Exercise goal — Write what follows the last sentence of the first-person account of Church-based community organizing with Catholic Charities in New Orleans.

Supplied passage —
+ + +
I continued with my social work studies at Washington University in St. Louis, specializing in community development and community organizing. I knew then that I wanted to do organizing within a Church setting, but at that time I didn’t even know if a career like that was possible. But God answered my prayers, and I was hired right out of graduate school by Catholic Charities of the Archdiocese of New Orleans to organize their Parish Social Ministry Program. For seven years, five other organizers and I worked with parishes throughout the archdiocese to develop social ministry and social justice projects. We were all young, inexperienced, and naïve, which was both a blessing and an obstacle – a blessing because we were willing to try anything to onboard pastors and parishes to the social apostolate, and an obstacle because we were not necessarily strategic in our organizing efforts. But it was an exciting time to be working in the social justice arena in the Church in the United States: the US Bishops had recently promulgated prophetic pastoral letters on peace and economic justice, the Catholic Campaign for Human Development was funding and supporting grassroots efforts of low-income community organizations, and priests and women religious, along with many lay people, were allying themselves with people in Central America who were victims of torture and murders by US trained and backed military.
+ + +
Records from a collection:
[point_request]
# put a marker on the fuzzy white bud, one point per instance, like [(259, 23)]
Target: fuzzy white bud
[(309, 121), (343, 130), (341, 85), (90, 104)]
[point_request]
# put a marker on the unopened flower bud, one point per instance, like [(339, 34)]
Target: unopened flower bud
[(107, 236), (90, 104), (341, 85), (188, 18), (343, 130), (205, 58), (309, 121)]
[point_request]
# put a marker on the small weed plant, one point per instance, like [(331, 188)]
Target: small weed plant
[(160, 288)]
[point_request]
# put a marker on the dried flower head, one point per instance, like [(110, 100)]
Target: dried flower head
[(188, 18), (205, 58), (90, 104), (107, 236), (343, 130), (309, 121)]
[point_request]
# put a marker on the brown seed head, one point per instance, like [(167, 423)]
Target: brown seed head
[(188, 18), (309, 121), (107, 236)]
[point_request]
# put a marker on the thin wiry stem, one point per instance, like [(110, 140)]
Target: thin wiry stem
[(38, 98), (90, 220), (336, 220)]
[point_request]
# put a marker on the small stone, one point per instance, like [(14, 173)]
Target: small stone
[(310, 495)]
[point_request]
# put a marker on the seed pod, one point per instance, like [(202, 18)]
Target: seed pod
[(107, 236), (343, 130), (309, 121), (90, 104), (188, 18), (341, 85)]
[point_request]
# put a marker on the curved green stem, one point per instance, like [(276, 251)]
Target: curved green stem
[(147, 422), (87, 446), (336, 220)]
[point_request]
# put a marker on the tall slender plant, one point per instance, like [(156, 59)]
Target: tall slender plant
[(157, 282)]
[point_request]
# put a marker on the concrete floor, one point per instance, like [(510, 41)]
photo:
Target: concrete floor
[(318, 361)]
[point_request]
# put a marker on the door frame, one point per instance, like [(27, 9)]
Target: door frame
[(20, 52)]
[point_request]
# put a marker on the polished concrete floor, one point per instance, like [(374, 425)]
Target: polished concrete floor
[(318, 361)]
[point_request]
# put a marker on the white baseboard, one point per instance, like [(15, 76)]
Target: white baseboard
+ + +
Exercise answer —
After the US bishops released their pastoral letter Economic Justice for All, they established a special office for 3 years at the US Catholic Conference in Washington DC to assist dioceses, parishes, and lay organizations to implement the pastoral letter, and I worked first as an organizer and later as director of that office. Our office developed a number of resources to help make the pastoral “practical”, some of which were well-received and used and others of which were actually (kindly) rejected by the bishops when they realized that it meant that the church also had to take a hard look at their own practice of economic justice, such as whether church institutions should allow unions and pay just wages.

After that office closed (not because of the resources that we suggested but because it was only meant to last for 3 years), I returned to the Archdiocese of New Orleans, where I was first the Mission and Legislative Coordinator for Catholic Charities and then the director of the grassroots organization of low-income elderly people - Seniors with Power United for Rights. After the birth of my third child, I spent several years doing consulting work with faith-based organizations in the areas of grant-writing, strategic planning and board development, and as a co-director of a Church nurse program, which trained nurses to work as health providers and advocates in their own mostly low-income congregations.

In 2003, I was invited by then provincial Fr. Fred Kammer, SJ, whom I had worked with for many years through Catholic Charities and USCCB, to join the staff of the Jesuits of the New Orleans Province as the Provincial Assistant for Social Ministries. The province had run out of Jesuits willing to take on this job in addition to all the other jobs they were doing. Working with the Jesuits in this role has been a homecoming for me, bringing me back to the roots of the faith that does justice that started as a tiny seed at Loyola University.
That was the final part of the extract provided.